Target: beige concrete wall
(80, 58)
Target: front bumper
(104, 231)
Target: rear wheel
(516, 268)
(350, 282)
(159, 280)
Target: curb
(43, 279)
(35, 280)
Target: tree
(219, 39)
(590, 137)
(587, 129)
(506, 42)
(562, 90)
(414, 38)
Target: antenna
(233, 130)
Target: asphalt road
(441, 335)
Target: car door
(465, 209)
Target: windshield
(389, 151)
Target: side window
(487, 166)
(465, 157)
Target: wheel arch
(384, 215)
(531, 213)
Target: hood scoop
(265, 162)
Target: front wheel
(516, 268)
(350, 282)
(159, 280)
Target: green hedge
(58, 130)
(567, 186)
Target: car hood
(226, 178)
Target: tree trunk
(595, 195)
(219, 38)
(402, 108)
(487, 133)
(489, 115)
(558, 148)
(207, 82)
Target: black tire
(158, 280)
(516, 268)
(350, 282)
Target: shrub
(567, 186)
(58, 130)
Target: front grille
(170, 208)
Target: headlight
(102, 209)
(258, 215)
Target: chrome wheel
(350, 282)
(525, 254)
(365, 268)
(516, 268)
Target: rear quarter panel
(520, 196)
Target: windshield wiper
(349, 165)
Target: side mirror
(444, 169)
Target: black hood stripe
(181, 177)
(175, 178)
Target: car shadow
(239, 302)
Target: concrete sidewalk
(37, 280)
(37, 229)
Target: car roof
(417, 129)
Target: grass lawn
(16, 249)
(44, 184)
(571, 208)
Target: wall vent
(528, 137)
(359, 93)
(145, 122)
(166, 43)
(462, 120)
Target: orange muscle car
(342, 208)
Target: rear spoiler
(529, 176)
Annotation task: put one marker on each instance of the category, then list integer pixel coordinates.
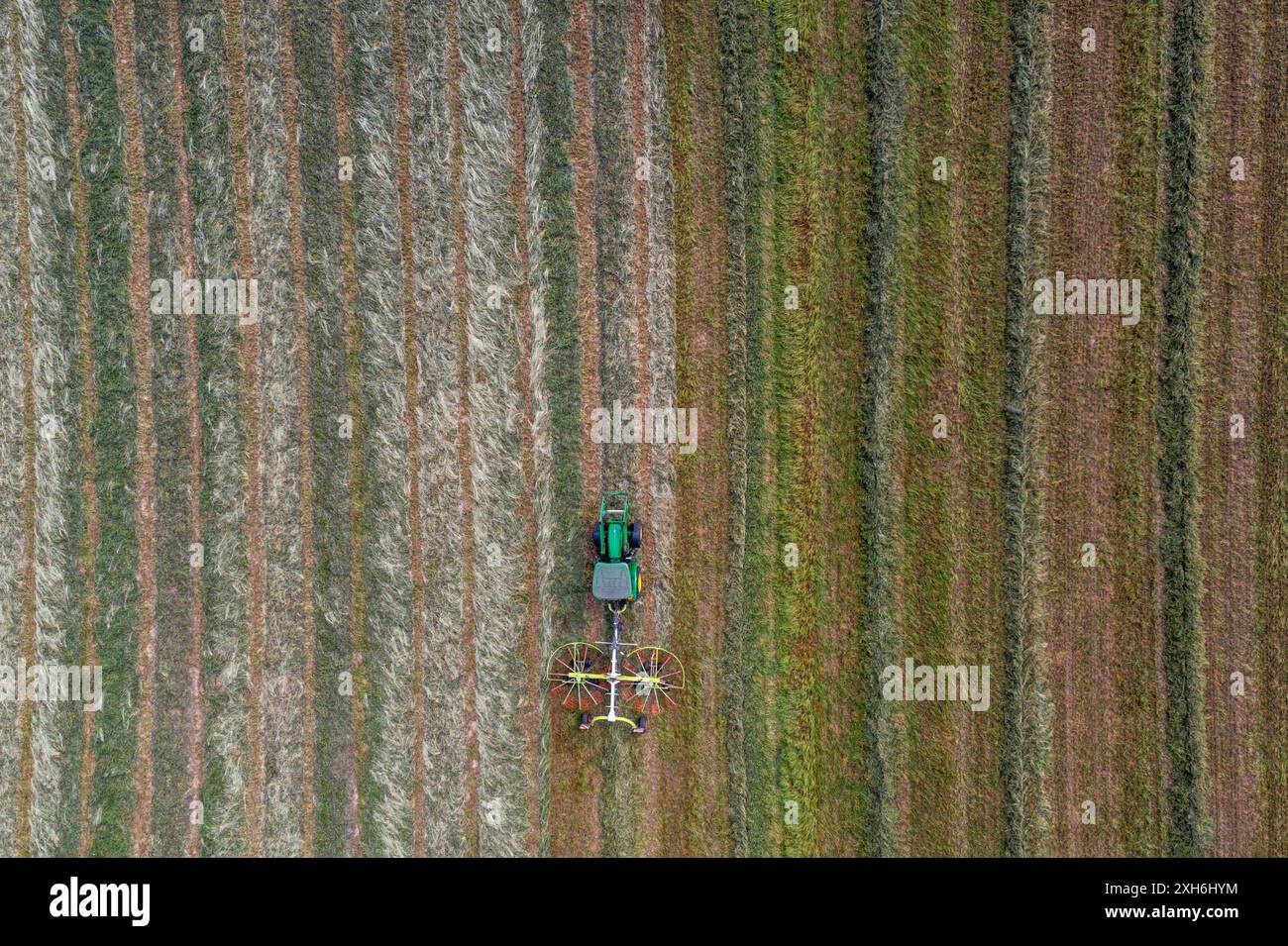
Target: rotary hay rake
(643, 679)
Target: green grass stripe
(496, 413)
(1177, 428)
(223, 501)
(168, 828)
(54, 796)
(1026, 708)
(320, 167)
(734, 21)
(881, 343)
(111, 793)
(798, 349)
(764, 812)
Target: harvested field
(954, 344)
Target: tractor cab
(584, 675)
(616, 537)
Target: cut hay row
(1273, 450)
(286, 623)
(554, 354)
(1137, 708)
(464, 437)
(12, 443)
(797, 377)
(192, 703)
(323, 291)
(1025, 705)
(439, 403)
(1229, 284)
(411, 415)
(145, 455)
(925, 465)
(618, 332)
(840, 278)
(168, 820)
(51, 425)
(494, 408)
(224, 762)
(114, 631)
(1177, 428)
(876, 461)
(60, 520)
(978, 193)
(305, 639)
(660, 319)
(532, 692)
(575, 826)
(81, 382)
(357, 773)
(387, 815)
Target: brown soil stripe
(250, 351)
(1232, 302)
(575, 778)
(464, 444)
(295, 181)
(640, 506)
(89, 407)
(636, 51)
(1273, 472)
(29, 409)
(359, 606)
(1083, 624)
(411, 330)
(145, 472)
(529, 643)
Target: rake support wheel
(567, 675)
(660, 678)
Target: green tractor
(584, 675)
(616, 538)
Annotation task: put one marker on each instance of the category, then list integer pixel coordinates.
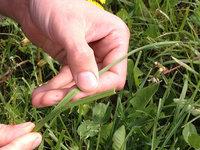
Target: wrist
(14, 9)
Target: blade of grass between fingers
(90, 99)
(63, 104)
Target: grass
(159, 107)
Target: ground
(159, 107)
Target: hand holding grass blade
(65, 103)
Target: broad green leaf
(134, 74)
(154, 4)
(98, 112)
(83, 109)
(88, 129)
(119, 139)
(194, 141)
(137, 74)
(188, 130)
(105, 131)
(130, 77)
(143, 96)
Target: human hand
(19, 137)
(84, 39)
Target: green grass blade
(57, 110)
(65, 103)
(90, 99)
(185, 66)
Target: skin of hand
(18, 137)
(83, 38)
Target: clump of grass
(159, 106)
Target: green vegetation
(159, 107)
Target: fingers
(26, 142)
(9, 132)
(81, 60)
(109, 49)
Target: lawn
(159, 107)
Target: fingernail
(37, 141)
(87, 81)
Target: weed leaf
(119, 139)
(188, 130)
(88, 129)
(143, 96)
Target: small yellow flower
(102, 1)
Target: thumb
(10, 132)
(26, 142)
(82, 63)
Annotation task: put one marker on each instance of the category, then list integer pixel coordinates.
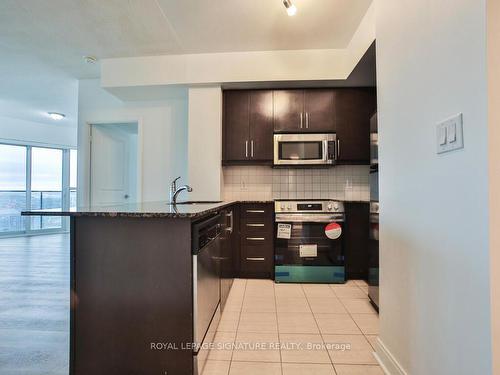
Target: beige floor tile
(264, 290)
(260, 283)
(256, 347)
(297, 323)
(288, 290)
(259, 304)
(307, 369)
(358, 306)
(239, 282)
(233, 307)
(216, 367)
(292, 304)
(358, 370)
(255, 368)
(303, 348)
(372, 339)
(258, 322)
(349, 292)
(223, 349)
(229, 321)
(364, 289)
(341, 324)
(318, 290)
(361, 283)
(348, 283)
(350, 349)
(368, 323)
(330, 305)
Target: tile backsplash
(266, 183)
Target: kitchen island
(134, 287)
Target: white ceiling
(43, 42)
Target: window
(46, 186)
(73, 161)
(36, 178)
(12, 188)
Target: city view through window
(35, 178)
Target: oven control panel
(309, 206)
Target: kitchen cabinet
(256, 240)
(353, 110)
(251, 116)
(304, 111)
(356, 240)
(248, 127)
(227, 255)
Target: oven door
(309, 255)
(304, 149)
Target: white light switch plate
(450, 135)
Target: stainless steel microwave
(305, 149)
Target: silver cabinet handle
(230, 216)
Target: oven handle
(309, 218)
(325, 150)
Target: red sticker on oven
(333, 231)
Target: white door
(113, 163)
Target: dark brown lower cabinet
(356, 240)
(256, 240)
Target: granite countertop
(189, 210)
(145, 209)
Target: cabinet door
(354, 108)
(236, 126)
(288, 110)
(261, 125)
(319, 111)
(356, 240)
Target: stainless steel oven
(206, 243)
(309, 242)
(305, 149)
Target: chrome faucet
(174, 191)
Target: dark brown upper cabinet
(304, 111)
(353, 110)
(248, 127)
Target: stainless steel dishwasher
(206, 244)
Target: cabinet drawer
(256, 227)
(256, 239)
(257, 211)
(257, 260)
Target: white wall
(205, 143)
(123, 75)
(15, 130)
(163, 130)
(493, 7)
(434, 261)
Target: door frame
(87, 158)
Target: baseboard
(387, 361)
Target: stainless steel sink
(194, 202)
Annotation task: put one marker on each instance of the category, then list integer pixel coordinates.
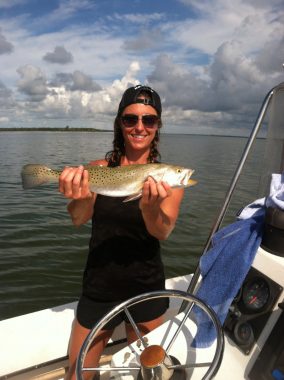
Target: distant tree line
(46, 129)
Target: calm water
(42, 255)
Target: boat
(248, 344)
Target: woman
(124, 255)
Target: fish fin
(191, 182)
(32, 176)
(133, 197)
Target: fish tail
(34, 175)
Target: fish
(120, 181)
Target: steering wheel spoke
(155, 361)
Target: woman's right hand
(74, 183)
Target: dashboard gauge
(256, 294)
(243, 333)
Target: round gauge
(243, 333)
(256, 294)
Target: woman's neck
(136, 158)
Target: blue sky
(67, 62)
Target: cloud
(32, 83)
(5, 96)
(5, 46)
(144, 41)
(60, 56)
(78, 81)
(11, 3)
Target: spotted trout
(119, 181)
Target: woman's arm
(74, 184)
(160, 207)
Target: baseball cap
(131, 95)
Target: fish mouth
(186, 181)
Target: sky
(67, 62)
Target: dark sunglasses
(130, 120)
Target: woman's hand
(153, 193)
(160, 207)
(74, 183)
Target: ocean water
(42, 255)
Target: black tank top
(124, 259)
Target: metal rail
(192, 286)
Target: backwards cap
(131, 95)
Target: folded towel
(274, 199)
(223, 269)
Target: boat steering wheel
(154, 359)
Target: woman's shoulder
(102, 162)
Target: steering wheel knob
(154, 364)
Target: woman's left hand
(153, 193)
(160, 206)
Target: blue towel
(223, 269)
(274, 199)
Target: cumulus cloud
(60, 55)
(5, 96)
(144, 41)
(77, 81)
(32, 83)
(11, 3)
(5, 46)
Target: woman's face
(139, 136)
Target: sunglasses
(130, 120)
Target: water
(42, 255)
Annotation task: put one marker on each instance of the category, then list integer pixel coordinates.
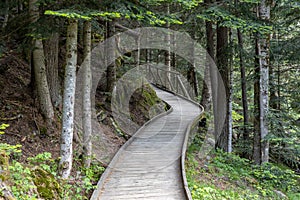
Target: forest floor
(221, 175)
(29, 132)
(19, 109)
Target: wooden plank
(150, 166)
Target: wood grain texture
(149, 166)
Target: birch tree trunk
(6, 14)
(66, 151)
(244, 86)
(51, 55)
(111, 69)
(222, 63)
(206, 96)
(87, 81)
(168, 51)
(261, 146)
(40, 73)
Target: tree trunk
(40, 75)
(230, 95)
(66, 151)
(111, 69)
(206, 97)
(51, 55)
(87, 81)
(168, 51)
(261, 146)
(222, 63)
(244, 87)
(6, 14)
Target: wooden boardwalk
(148, 166)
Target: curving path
(148, 166)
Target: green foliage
(227, 176)
(23, 187)
(3, 127)
(87, 15)
(225, 18)
(45, 161)
(272, 176)
(39, 178)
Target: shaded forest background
(254, 43)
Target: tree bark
(66, 151)
(40, 75)
(222, 63)
(111, 69)
(51, 55)
(87, 81)
(6, 14)
(206, 96)
(168, 51)
(261, 152)
(244, 87)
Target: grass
(227, 176)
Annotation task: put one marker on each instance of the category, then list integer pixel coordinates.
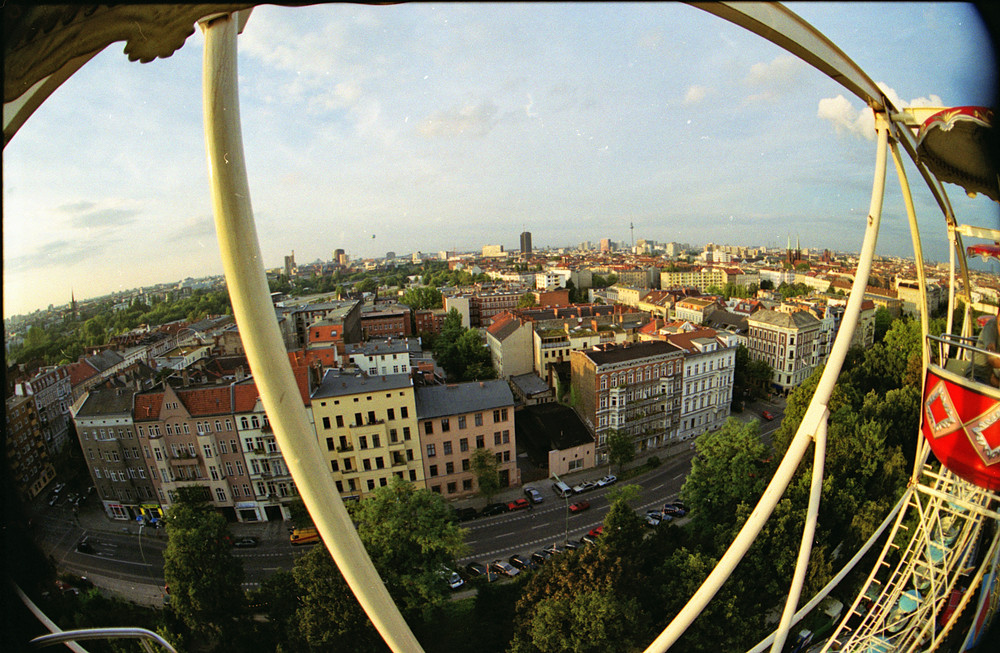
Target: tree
(732, 467)
(198, 565)
(487, 471)
(410, 536)
(329, 616)
(621, 448)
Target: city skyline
(372, 129)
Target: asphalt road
(133, 556)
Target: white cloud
(471, 120)
(695, 94)
(861, 122)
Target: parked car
(451, 577)
(524, 563)
(502, 568)
(540, 557)
(533, 495)
(465, 514)
(555, 549)
(493, 509)
(674, 510)
(476, 569)
(518, 504)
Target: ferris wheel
(938, 564)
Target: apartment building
(367, 427)
(27, 456)
(53, 393)
(509, 340)
(709, 363)
(190, 438)
(634, 388)
(791, 343)
(384, 356)
(456, 419)
(114, 454)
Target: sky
(429, 127)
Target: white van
(561, 489)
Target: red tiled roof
(147, 406)
(206, 401)
(80, 372)
(244, 397)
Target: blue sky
(451, 126)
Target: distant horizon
(427, 126)
(975, 264)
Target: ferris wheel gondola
(955, 500)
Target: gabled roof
(456, 398)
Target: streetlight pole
(566, 499)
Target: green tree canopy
(621, 448)
(487, 471)
(198, 565)
(410, 537)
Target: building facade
(115, 455)
(457, 419)
(791, 343)
(367, 427)
(635, 388)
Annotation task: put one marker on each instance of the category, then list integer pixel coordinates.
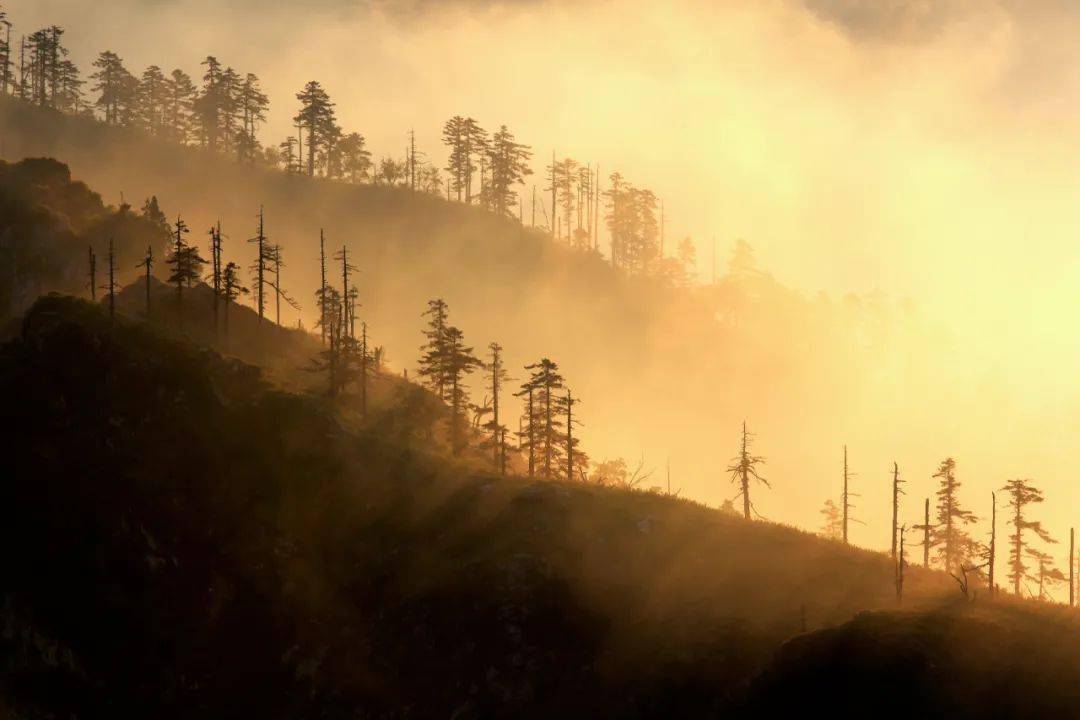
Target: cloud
(892, 21)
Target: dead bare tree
(901, 561)
(927, 529)
(895, 503)
(743, 467)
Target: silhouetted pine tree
(316, 118)
(252, 106)
(186, 265)
(115, 87)
(433, 352)
(1048, 574)
(545, 424)
(5, 66)
(577, 461)
(833, 525)
(508, 162)
(846, 498)
(93, 274)
(497, 376)
(1023, 493)
(147, 263)
(178, 108)
(900, 562)
(744, 467)
(322, 295)
(275, 260)
(215, 259)
(527, 425)
(953, 542)
(896, 492)
(927, 529)
(151, 100)
(258, 268)
(111, 286)
(991, 554)
(231, 289)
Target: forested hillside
(183, 539)
(671, 371)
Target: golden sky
(919, 149)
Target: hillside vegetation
(185, 540)
(661, 369)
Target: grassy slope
(634, 351)
(185, 540)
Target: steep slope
(663, 371)
(184, 540)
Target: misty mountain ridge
(260, 556)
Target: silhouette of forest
(293, 431)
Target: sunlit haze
(921, 155)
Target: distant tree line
(225, 110)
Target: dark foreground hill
(181, 540)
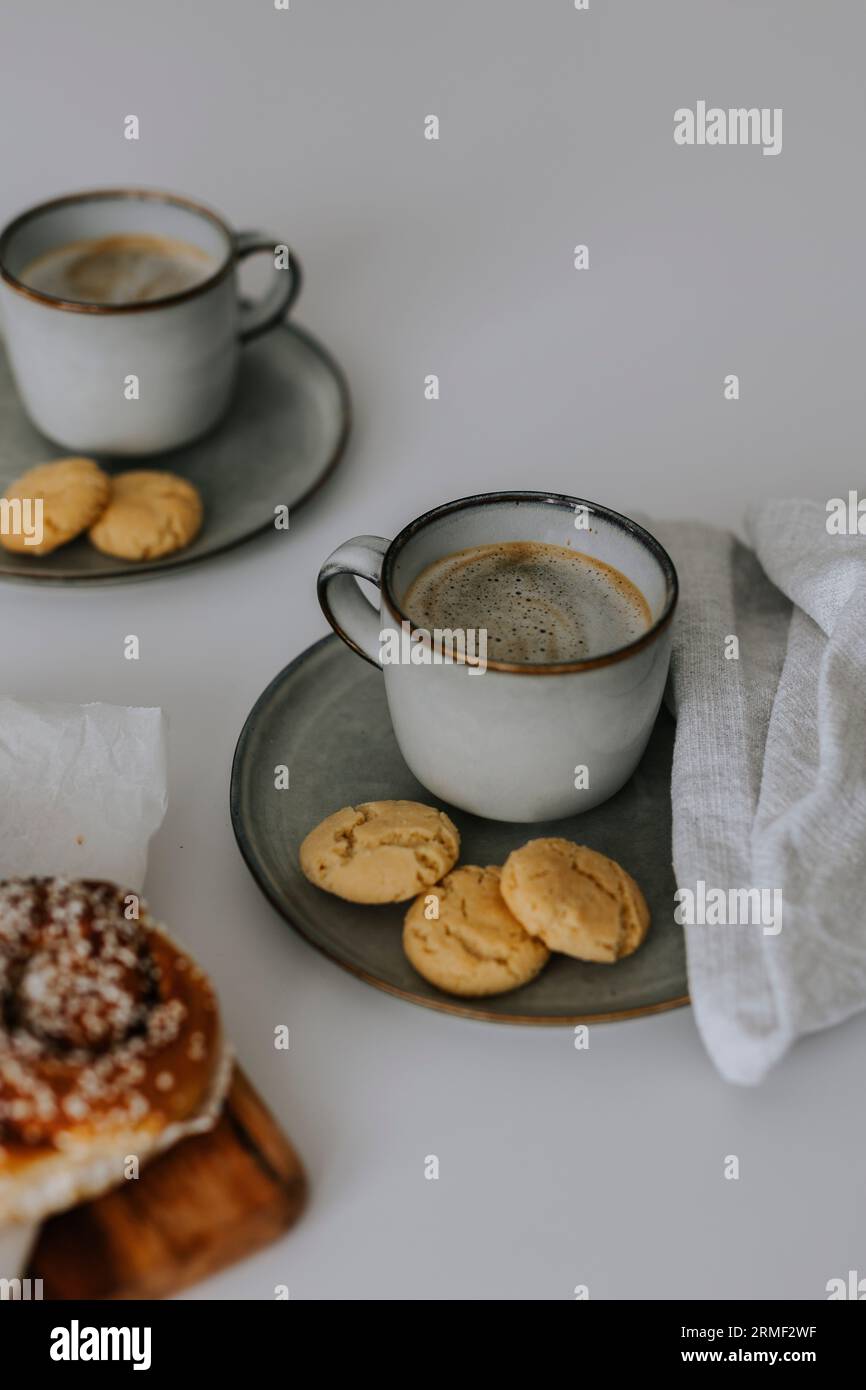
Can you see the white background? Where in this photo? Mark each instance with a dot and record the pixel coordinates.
(558, 1166)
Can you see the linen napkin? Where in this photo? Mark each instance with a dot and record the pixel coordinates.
(769, 776)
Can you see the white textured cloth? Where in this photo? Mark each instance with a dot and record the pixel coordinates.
(769, 777)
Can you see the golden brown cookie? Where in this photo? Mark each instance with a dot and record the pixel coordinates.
(149, 513)
(381, 851)
(574, 900)
(72, 492)
(474, 945)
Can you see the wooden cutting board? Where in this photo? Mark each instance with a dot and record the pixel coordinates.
(205, 1204)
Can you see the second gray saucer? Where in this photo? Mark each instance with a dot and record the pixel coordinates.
(282, 435)
(325, 719)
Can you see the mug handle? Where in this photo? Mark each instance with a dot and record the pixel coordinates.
(267, 312)
(348, 610)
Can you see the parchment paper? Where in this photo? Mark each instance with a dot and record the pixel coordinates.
(82, 790)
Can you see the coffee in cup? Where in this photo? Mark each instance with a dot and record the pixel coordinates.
(545, 727)
(535, 602)
(123, 317)
(129, 268)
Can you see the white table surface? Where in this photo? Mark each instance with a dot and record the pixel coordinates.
(558, 1168)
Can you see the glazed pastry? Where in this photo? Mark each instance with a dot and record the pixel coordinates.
(110, 1043)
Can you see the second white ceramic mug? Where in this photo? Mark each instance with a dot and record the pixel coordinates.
(509, 742)
(72, 360)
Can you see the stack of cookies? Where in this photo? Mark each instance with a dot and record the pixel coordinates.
(135, 516)
(477, 930)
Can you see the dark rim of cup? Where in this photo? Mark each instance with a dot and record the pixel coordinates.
(556, 499)
(143, 195)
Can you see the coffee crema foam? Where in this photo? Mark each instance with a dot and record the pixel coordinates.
(537, 602)
(118, 270)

• _TASK GOAL_:
Retype exactly, please, only the lines of the entries that run from the one containing "Can you see the glazed" to the last.

• _TASK SOLUTION_:
Can you see the glazed pastry? Where in this photo? Mark each instance with a dot and record the pixel coordinates.
(110, 1043)
Can you see the second white ceramic mug? Where in this photo? Mark each instance with a dot and record the pixel coordinates.
(509, 742)
(72, 360)
Can you see the stack of cookies? Where in this photo? Mark each instance with a dot and record the pixel coordinates.
(135, 516)
(477, 930)
Can you see the dark rim of cup? Where in this photo? Mark each instance with a dot and record the pixel coordinates.
(556, 499)
(143, 195)
Can you see the coffee crema foam? Where in this photo? Mark each instance with a dot and record the pixel coordinates.
(537, 602)
(118, 270)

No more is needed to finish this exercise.